◆ Information given
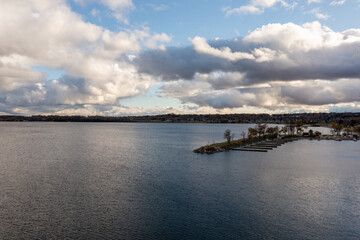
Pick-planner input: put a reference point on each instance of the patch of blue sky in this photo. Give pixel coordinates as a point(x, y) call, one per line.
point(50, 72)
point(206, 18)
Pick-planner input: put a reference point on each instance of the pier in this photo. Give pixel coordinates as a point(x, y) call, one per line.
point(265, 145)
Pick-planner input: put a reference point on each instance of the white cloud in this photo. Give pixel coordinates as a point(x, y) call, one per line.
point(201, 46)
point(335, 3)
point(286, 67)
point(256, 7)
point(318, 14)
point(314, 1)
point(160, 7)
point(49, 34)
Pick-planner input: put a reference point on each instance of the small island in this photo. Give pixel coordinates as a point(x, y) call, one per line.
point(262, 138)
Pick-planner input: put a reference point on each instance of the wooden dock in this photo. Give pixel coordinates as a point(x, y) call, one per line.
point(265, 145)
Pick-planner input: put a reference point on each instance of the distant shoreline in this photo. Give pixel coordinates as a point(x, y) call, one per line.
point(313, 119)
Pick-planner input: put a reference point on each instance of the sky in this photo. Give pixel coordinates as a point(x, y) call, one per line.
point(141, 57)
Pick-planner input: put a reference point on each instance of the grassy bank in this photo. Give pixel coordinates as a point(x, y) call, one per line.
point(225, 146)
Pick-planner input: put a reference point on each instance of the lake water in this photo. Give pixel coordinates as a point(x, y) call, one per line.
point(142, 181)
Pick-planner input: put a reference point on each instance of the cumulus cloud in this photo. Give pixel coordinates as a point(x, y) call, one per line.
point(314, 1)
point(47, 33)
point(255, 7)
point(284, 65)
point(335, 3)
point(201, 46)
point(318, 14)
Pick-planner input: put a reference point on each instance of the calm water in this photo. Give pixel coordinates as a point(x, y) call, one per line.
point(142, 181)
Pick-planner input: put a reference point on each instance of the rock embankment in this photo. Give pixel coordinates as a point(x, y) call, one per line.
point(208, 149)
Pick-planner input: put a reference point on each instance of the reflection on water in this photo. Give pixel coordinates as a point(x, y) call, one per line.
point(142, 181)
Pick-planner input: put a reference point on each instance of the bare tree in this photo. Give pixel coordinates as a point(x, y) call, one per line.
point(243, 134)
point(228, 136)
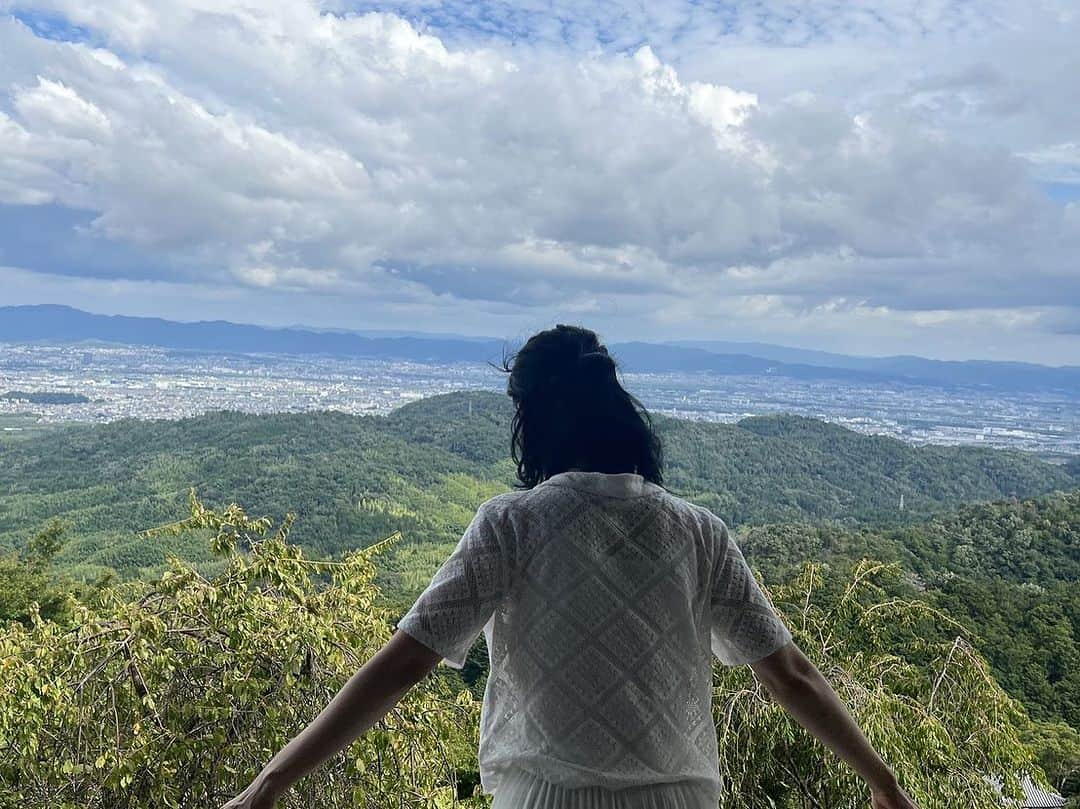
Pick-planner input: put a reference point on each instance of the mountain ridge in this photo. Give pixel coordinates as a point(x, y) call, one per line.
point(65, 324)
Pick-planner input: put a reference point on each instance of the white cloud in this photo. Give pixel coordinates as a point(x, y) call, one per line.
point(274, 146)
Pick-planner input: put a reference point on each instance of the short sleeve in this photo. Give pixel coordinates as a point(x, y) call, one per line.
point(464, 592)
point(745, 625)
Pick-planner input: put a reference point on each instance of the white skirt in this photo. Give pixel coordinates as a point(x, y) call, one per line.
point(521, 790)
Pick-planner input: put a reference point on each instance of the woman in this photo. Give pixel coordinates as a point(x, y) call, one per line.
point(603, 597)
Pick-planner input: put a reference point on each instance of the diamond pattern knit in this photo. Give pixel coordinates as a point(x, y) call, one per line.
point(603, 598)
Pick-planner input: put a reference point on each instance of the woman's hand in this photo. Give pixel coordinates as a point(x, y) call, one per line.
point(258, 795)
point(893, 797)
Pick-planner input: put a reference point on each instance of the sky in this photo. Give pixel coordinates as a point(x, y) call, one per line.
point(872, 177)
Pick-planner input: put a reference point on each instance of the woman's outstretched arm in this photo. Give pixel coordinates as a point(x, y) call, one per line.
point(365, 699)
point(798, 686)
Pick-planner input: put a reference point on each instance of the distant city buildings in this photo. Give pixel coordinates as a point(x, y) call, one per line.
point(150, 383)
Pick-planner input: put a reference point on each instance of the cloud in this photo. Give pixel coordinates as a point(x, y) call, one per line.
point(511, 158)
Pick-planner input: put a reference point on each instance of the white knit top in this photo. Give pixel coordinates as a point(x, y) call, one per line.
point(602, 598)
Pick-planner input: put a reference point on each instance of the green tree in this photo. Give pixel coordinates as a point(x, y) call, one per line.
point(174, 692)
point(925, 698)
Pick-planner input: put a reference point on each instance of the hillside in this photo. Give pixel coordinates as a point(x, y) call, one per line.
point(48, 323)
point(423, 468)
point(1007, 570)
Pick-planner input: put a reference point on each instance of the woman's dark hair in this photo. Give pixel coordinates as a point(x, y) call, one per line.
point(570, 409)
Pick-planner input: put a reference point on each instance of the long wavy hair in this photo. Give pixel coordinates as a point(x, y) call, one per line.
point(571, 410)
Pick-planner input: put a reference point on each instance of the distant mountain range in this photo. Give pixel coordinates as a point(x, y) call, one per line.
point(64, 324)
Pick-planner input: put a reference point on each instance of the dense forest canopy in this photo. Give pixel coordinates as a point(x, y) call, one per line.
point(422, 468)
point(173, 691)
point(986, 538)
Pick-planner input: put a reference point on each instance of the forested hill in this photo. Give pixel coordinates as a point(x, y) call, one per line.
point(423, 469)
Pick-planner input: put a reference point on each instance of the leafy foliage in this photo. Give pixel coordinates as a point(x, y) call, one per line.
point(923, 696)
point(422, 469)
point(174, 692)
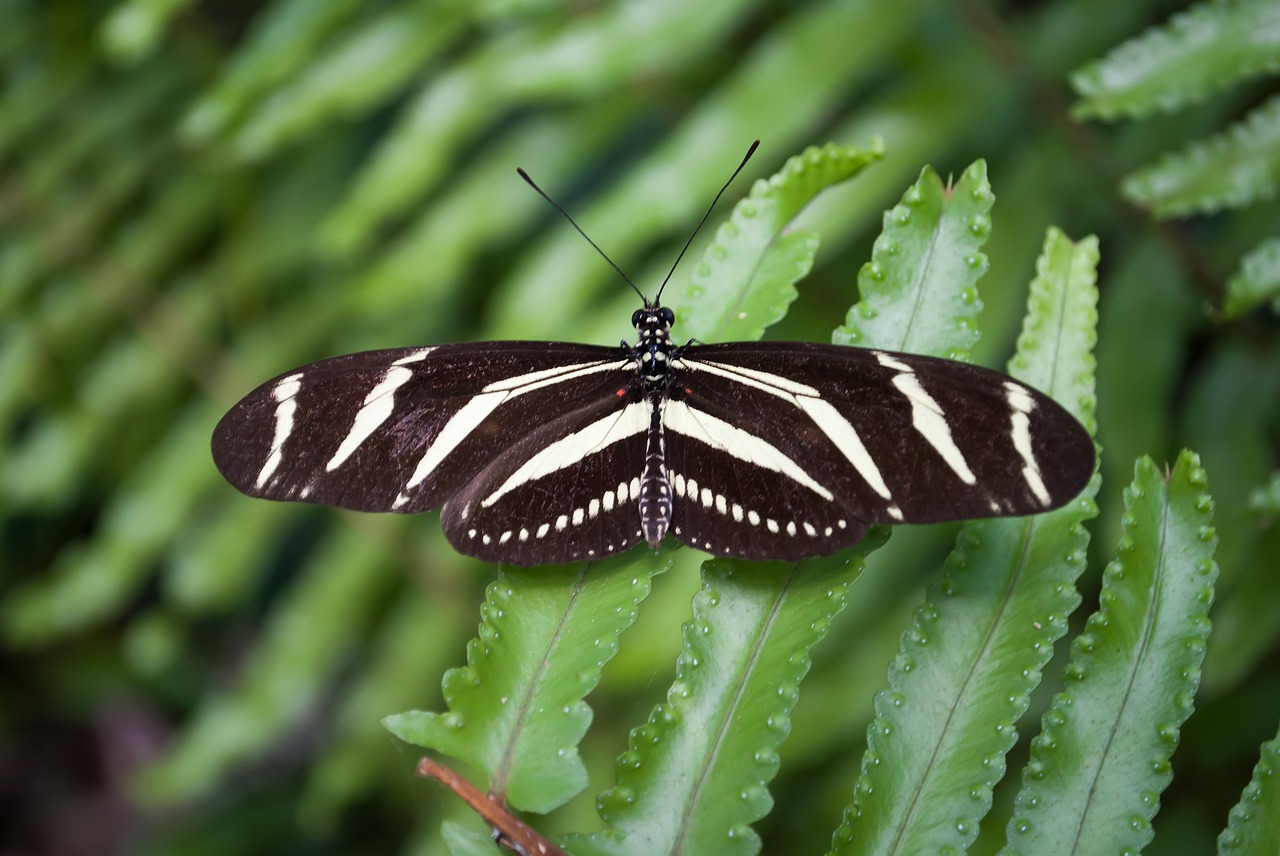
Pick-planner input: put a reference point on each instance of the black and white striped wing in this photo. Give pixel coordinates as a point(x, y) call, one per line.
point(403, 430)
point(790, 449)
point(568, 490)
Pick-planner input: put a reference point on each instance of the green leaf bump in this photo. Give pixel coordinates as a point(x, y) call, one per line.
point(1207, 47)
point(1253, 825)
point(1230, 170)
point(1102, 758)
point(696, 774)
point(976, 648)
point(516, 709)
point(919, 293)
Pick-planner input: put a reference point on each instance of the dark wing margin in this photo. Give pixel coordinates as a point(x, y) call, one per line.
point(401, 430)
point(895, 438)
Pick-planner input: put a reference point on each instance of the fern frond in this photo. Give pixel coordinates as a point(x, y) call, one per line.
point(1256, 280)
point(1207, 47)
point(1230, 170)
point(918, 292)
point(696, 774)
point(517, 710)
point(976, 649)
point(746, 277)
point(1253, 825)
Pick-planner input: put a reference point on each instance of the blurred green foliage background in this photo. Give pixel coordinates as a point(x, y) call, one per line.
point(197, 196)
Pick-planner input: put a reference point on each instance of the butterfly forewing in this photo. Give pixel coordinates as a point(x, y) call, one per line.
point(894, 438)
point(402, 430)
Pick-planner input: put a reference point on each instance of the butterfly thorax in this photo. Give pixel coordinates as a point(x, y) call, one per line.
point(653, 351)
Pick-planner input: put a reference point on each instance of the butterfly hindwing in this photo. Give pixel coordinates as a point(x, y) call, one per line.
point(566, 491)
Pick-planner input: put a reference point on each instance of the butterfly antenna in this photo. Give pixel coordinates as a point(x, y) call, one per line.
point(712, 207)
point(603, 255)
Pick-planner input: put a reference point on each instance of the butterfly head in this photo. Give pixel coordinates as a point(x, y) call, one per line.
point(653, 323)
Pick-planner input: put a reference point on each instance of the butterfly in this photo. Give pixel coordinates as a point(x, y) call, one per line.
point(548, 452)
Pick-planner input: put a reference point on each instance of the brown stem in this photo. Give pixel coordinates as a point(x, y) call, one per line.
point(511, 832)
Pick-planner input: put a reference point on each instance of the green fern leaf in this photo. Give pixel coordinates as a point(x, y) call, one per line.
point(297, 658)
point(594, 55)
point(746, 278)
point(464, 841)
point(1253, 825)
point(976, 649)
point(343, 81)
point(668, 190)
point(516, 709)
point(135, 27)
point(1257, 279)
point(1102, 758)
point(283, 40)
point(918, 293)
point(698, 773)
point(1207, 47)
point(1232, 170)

◆ Exercise details
Retype all of the material above word for word, leaving out the pictures.

◆ Output for this task
Pick-planner input: put a reference point on each instance of the patch of blue sky in this photo. Give pixel coordinates as a point(x, y) call, one per line.
point(50, 72)
point(206, 18)
Pick-planner input: put a reference point on each instance of the pier in this photo. Give pixel coordinates as a point(x, y) call, one per line.
point(265, 145)
Pick-planner input: put a reference point on each instance of the white cloud in this photo. Give pixel coordinates as a point(x, y) call, one per line.
point(201, 46)
point(335, 3)
point(286, 67)
point(256, 7)
point(318, 14)
point(314, 1)
point(160, 7)
point(49, 34)
Pick-planner input: put a reference point on each instance of the small island in this photo. Give pixel coordinates as a point(x, y) call, one per line.
point(262, 138)
Pick-planner input: put a reference point on each instance of the wooden dock in this photo. Give pixel coordinates as a point(x, y) call, one per line.
point(265, 145)
Pick-planner input: put a reference point on each instance of the distant shoreline in this photo. Give pixel coordinates as a point(x, y) call, one per line.
point(313, 119)
Pick-planner input: put a reference point on each instance of the sky in this photo. Give pixel coordinates as a point(x, y) call, one per line.
point(141, 57)
Pick-planner input: put a reference point on each instance of the grassy bank in this photo. Give pixel coordinates as a point(x, y) call, one per line.
point(225, 146)
Pick-planner input: put a reference point on each instance of the lake water in this photo. Give pixel coordinates as a point(x, y) call, one per line.
point(142, 181)
Pick-planner input: put a reference point on each instance of the cumulus cloud in this photo. Give pixel coordinates as a point(x, y) call, one per line.
point(314, 1)
point(47, 33)
point(255, 7)
point(284, 65)
point(335, 3)
point(201, 46)
point(318, 14)
Pick-planner input: put a reference point on each instance of the calm water in this photo. Give pixel coordinates as a point(x, y) call, one per line.
point(142, 181)
Pick-planner input: put a reference point on each instance of the rock embankment in this photo. Give pixel coordinates as a point(x, y) call, one per line.
point(208, 149)
Pick-planner input: put a reference point on each instance of the reflection on water in this photo. Give pixel coordinates as a point(x, y) call, one per line.
point(142, 181)
Pick-planner input: put a reference point on each instance of the bare tree in this photo. Give pixel coordinates as a point(x, y) call, one per line.
point(243, 134)
point(228, 136)
Pick-planner input: put a reference point on each instance of the mountain ridge in this photo. Give pixel coordinates as a point(x, y) call, one per line.
point(65, 324)
Pick-planner input: put a reference point on each instance of the white cloud in this photo. Give pixel coordinates as a point(x, y) call, one per line.
point(274, 146)
Pick-planner input: put a reference point on each instance of the short sleeve in this photo. Give pixel coordinates as a point(x, y) call, one per line.
point(464, 592)
point(745, 625)
Pick-planner input: put a reference point on each instance of the white skirt in this photo. Give pixel coordinates as a point(x, y) call, one per line.
point(521, 790)
Pick-planner input: put a reference point on each instance of the woman in this photo. Give pixel coordinates as a point(x, y) call, one per line.
point(603, 597)
Pick-planner input: put a reference point on each instance of the diamond pattern knit in this photo. Give pixel coordinates as a point(x, y) call, one per line.
point(603, 598)
Pick-planner input: put a reference point on each instance of the woman's hand in this photo. Give pixel coordinates as a point(x, y) call, one per line.
point(258, 795)
point(893, 797)
Pick-planner input: put a reference point on each instance of the sky in this photo. Give pixel coordinates as a point(x, y) call, one per line.
point(872, 177)
Pick-planner input: put a reference point on each instance of the woman's outstretched arm in this photo. Give pixel coordinates as a point(x, y) call, one per line.
point(365, 699)
point(798, 686)
Pick-planner input: put a reference point on each instance of the distant city buildings in this photo. Give pixel coordinates as a point(x, y) call, one per line.
point(150, 383)
Pick-planner input: put a reference point on each instance of the cloud in this photo. Give pixel coordinates as a point(x, y) call, one per line.
point(511, 158)
Pick-planner input: put a reference point on each instance of the white knit top in this photo. Give pixel coordinates as a point(x, y) call, one per line.
point(602, 598)
Pick-planner input: put a reference point on each instance of the green tree in this photo. Give pixel coordinates as a point(x, y) call, one per line.
point(174, 692)
point(925, 698)
Pick-planner input: put a reference point on each instance of the hillside in this photo. Give pixel coordinates as a point(x, y) call, one per line.
point(48, 323)
point(423, 468)
point(1007, 570)
Pick-planner input: put a reference point on each instance of the woman's dark hair in this photo. Give pixel coordinates as a point(x, y) call, one per line.
point(570, 409)
Pick-planner input: put a reference point on each instance of the long wavy hair in this photo. Give pixel coordinates as a point(x, y) call, one per line.
point(571, 410)
Pick-planner input: put a reference point on each instance of the distant mountain range in this photo. Give pixel coordinates as a point(x, y) call, one per line.
point(64, 324)
Pick-planner input: put a reference point on each instance of the dense forest canopy in this photo. Give pixel coordinates as a point(x, y) call, one per line.
point(422, 468)
point(173, 691)
point(986, 538)
Pick-planner input: put a reference point on each instance of the forested hill in this photo. Give pixel coordinates as a point(x, y) call, one per line.
point(423, 469)
Pick-planner input: put a reference point on each instance of the leafy foliage in this photo. Give pixel coordinates as a point(x, y) call, one per line.
point(923, 696)
point(422, 469)
point(174, 692)
Pick-planner input: put a reference point on each instance of the black and white striped wing in this photo. Give pixel coordinates as a point(x, y) call, one per line.
point(403, 430)
point(790, 449)
point(568, 490)
Pick-planner input: put a reference point on each instance of the green leaf bump in this photo. Give pixel coordinates as a point(x, y) call, one per line.
point(1207, 47)
point(1253, 825)
point(1230, 170)
point(1102, 758)
point(696, 774)
point(976, 648)
point(516, 709)
point(919, 293)
Pick-planner input: put a reference point on each instance of the dark wing margin in this photo. Give pixel coordinates as a point(x, y) call, one per line.
point(401, 430)
point(895, 438)
Pick-planner input: put a reference point on each instance of the fern frond in this photo. Give pixel coordinates as a point(x, y) call, one per line.
point(1256, 280)
point(1207, 47)
point(1230, 170)
point(918, 292)
point(696, 774)
point(517, 710)
point(976, 649)
point(746, 277)
point(1253, 825)
Pick-planner input: put a reference point on each instance of the blurred green foliage background in this photo. Give pixel coordinates as a point(x, y) call, one per line.
point(197, 196)
Pick-planner input: put a reference point on each instance of the butterfly forewing in this photo. Give pixel coordinates as a point(x, y) call, one per line.
point(894, 438)
point(402, 430)
Pick-planner input: put a reference point on each instance of the butterfly thorax in this photo. Give pixel coordinates as a point(x, y) call, one per line.
point(653, 351)
Pick-planner input: put a reference point on each instance of the butterfly hindwing in this photo. Give pixel coordinates as a point(x, y) call, one per line.
point(566, 491)
Pick-planner input: put a reference point on each instance of the butterfly antenna in this photo. Give pixel coordinates as a point(x, y) call, one per line.
point(712, 207)
point(603, 255)
Pick-planner input: put a reference point on each instance of the butterfly head in this photo. Give pixel coordinates as a point(x, y) call, one per line.
point(653, 323)
Pick-planner input: put a reference point on each instance of the butterfly in this photo. Give pixel coordinates as a point(x, y) call, one per line.
point(548, 452)
Pick-planner input: put a reference point on each instance of the brown stem in this photo. Give pixel coordinates as a point(x, y) call, one per line.
point(511, 832)
Pick-planner input: put a reference point on each instance of the green fern leaf in this photo. Give pixel coordinates as a point(x, y) call, one per line.
point(297, 658)
point(594, 55)
point(746, 278)
point(464, 841)
point(1253, 825)
point(976, 649)
point(343, 81)
point(668, 190)
point(516, 709)
point(135, 27)
point(1257, 279)
point(1102, 758)
point(283, 40)
point(918, 293)
point(698, 773)
point(1207, 47)
point(1232, 170)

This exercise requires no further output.